• PROVIDED DATA
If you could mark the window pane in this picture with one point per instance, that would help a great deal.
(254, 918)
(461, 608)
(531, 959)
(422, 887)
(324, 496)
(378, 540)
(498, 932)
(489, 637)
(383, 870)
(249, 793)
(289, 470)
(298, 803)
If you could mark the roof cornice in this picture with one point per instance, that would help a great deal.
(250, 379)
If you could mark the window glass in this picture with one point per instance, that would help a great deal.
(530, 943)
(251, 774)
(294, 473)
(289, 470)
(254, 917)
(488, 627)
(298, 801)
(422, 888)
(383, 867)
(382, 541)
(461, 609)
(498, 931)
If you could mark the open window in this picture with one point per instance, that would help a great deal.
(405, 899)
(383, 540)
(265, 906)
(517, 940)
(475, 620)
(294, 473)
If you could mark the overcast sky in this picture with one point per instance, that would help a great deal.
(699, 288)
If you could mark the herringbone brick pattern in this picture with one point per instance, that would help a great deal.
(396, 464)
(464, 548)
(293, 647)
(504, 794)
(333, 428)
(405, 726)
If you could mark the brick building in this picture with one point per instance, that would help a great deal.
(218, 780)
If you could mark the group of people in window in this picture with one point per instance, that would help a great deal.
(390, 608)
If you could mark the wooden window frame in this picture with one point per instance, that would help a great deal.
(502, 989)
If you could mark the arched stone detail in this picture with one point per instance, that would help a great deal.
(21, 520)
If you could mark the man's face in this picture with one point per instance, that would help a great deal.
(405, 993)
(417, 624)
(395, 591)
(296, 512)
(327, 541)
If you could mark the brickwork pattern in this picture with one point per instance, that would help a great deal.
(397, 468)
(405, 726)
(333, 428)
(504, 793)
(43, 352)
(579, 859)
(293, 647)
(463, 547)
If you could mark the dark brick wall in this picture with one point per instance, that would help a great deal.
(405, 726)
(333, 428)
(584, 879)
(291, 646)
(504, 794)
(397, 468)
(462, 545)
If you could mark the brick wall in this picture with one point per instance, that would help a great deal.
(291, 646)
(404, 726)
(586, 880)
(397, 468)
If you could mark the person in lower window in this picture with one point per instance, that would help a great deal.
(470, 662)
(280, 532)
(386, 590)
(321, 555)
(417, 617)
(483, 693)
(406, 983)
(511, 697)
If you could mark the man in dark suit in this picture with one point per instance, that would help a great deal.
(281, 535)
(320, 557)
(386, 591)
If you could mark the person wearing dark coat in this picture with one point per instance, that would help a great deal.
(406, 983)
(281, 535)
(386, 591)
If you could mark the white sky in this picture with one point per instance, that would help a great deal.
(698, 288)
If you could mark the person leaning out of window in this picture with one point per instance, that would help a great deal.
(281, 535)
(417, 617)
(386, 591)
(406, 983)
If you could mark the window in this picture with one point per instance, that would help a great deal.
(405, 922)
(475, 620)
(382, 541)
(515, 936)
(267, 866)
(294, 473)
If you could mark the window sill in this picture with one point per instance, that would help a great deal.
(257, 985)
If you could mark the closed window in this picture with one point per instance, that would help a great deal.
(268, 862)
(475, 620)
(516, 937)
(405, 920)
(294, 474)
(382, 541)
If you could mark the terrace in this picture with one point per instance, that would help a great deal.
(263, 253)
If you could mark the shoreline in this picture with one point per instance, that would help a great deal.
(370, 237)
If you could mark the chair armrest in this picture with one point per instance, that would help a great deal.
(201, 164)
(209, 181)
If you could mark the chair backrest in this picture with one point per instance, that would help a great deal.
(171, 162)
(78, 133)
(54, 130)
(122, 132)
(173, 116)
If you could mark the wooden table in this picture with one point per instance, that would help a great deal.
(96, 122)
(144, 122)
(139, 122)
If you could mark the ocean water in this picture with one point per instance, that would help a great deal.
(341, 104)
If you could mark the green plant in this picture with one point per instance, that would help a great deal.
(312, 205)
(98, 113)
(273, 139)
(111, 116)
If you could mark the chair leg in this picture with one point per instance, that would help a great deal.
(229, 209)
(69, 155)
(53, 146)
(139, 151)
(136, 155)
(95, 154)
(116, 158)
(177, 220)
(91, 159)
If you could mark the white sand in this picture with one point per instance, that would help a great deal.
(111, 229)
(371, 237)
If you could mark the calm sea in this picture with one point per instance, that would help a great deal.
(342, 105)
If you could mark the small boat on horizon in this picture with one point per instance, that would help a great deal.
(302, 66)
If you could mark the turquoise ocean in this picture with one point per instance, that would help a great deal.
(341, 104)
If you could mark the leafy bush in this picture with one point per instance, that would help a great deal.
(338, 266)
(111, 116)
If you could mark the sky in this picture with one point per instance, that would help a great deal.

• GIVEN REQUEST
Please turn all of the rows above into a numbered list, leaving out any blank lines.

• REPLY TO THE TASK
1. If you could mark the window pane in this picture with one point per instance, that would help a great deal.
2. (254, 918)
3. (461, 608)
4. (531, 959)
5. (422, 887)
6. (324, 496)
7. (378, 540)
8. (498, 932)
9. (489, 637)
10. (383, 870)
11. (249, 793)
12. (289, 470)
13. (298, 803)
14. If you could mark the roof cornice in this picture with one point per instance, that would help a great deal.
15. (250, 379)
16. If you could mark the window glass in this picture with one point per instance, that would help a great deal.
17. (530, 943)
18. (251, 774)
19. (294, 473)
20. (289, 470)
21. (254, 917)
22. (488, 627)
23. (298, 801)
24. (422, 888)
25. (383, 867)
26. (382, 541)
27. (461, 609)
28. (498, 931)
29. If you could mark the open window in this picture with one point per instance, that would help a great deal.
30. (405, 899)
31. (383, 540)
32. (265, 906)
33. (517, 940)
34. (475, 620)
35. (294, 473)
36. If you could mark the overcast sky in this picture with one point per instance, that would help a great deal.
37. (699, 288)
38. If you could mark the herringbone brick pattern in this picture with one point per instance, that would help a great deal.
39. (396, 464)
40. (464, 548)
41. (293, 647)
42. (504, 794)
43. (333, 428)
44. (405, 726)
45. If you could mark the brick building in this picture with one point per instance, that would help a great deal.
46. (218, 780)
47. If you could mark the group of people in window in this picture with one point per instance, that would help a great deal.
48. (390, 608)
49. If you could mark the wooden window frame in this picture with one point per instance, that would help a great deal.
50. (502, 989)
51. If you could mark the arched stone detail in this picture with one point per instance, that would help a great deal.
52. (21, 520)
53. If you could mark the man's face in this picture with one point per instance, that would help a great deal.
54. (405, 993)
55. (417, 624)
56. (395, 591)
57. (296, 512)
58. (327, 541)
59. If you could mark the brickwork pattern in this picture with one point per instance, that would help a great deal.
60. (397, 468)
61. (405, 726)
62. (333, 428)
63. (504, 793)
64. (43, 352)
65. (579, 859)
66. (293, 647)
67. (463, 547)
68. If you could mark the dark brick wall in this picture with one point per instance, that would help a great deal.
69. (405, 726)
70. (333, 428)
71. (584, 879)
72. (291, 646)
73. (504, 794)
74. (397, 468)
75. (462, 545)
76. If you could mark the brick wall in this picture with one point per instance, that would help a great deal.
77. (291, 646)
78. (404, 726)
79. (586, 880)
80. (397, 468)
81. If you could mark the person in lower window in this picture with one point per instance, that would help a great deal.
82. (470, 662)
83. (280, 532)
84. (386, 590)
85. (321, 555)
86. (417, 617)
87. (483, 693)
88. (406, 983)
89. (511, 697)
90. If you could mark the man in dark suit in this picture with one point per instance, that would help a great deal.
91. (281, 535)
92. (320, 557)
93. (386, 591)
94. If you could mark the person wearing dark coat in this picture with one point per instance, that would help a great deal.
95. (406, 983)
96. (281, 535)
97. (386, 591)
98. If you could mark the white sky in this picture with one point per instance, that would help a great deal.
99. (698, 288)
100. If you could mark the person leaning out of window in this picture with one point per instance, that would help a great deal.
101. (281, 535)
102. (417, 617)
103. (386, 591)
104. (406, 983)
105. If you could mark the window in this picture with one point per instance, that would help a great deal.
106. (405, 922)
107. (475, 620)
108. (382, 541)
109. (515, 936)
110. (267, 866)
111. (294, 473)
112. If you could mark the window sill in this picture with one point per instance, that would help a great deal.
113. (257, 985)
114. If you could mark the closed window in this picture with one point per instance, that would help a great deal.
115. (268, 862)
116. (475, 620)
117. (516, 937)
118. (405, 920)
119. (294, 474)
120. (382, 541)
121. If you could mark the terrace in this picture with one point per instance, that would help a great deal.
122. (263, 253)
123. If you could mark the shoreline in this picture with one point per instance, that would help a great deal.
124. (370, 237)
125. If you could mark the chair armrest in this picture with one point per instance, that would help a great deal.
126. (201, 164)
127. (209, 181)
128. If you could mark the chair backrest in this picture with one point per instance, that would help a great deal.
129. (171, 162)
130. (78, 133)
131. (54, 130)
132. (122, 132)
133. (173, 116)
134. If you could mark the wooden table in this picture with one point per instance, that would help a great deal.
135. (96, 122)
136. (144, 122)
137. (139, 122)
138. If you could mark the ocean water in this picture with one point per instance, that would help a great deal.
139. (341, 104)
140. If you could mark the green plant in this picture with one point per instance, that would help a great deal.
141. (312, 205)
142. (98, 113)
143. (273, 139)
144. (111, 116)
145. If you could mark the chair leg in this picture with one point per instance, that would help a great deal.
146. (229, 209)
147. (69, 155)
148. (53, 146)
149. (139, 151)
150. (136, 155)
151. (95, 154)
152. (116, 158)
153. (177, 220)
154. (91, 159)
155. If you could mark the white sand in this picture with one point per instance, that would help a great deal.
156. (111, 229)
157. (371, 237)
158. If you could mark the calm sea in this picture with one point per instance, that would help a great deal.
159. (342, 105)
160. If you could mark the small boat on horizon in this picture with one point per instance, that would help a great deal.
161. (302, 66)
162. If you could mark the turquoise ocean in this picture with one point per instance, that would help a great deal.
163. (341, 104)
164. If you could mark the leafy bush in this picture with one point per instance, that would help a great deal.
165. (338, 266)
166. (111, 116)
167. If you could mark the sky in this picture with one point per instance, that would help a great deal.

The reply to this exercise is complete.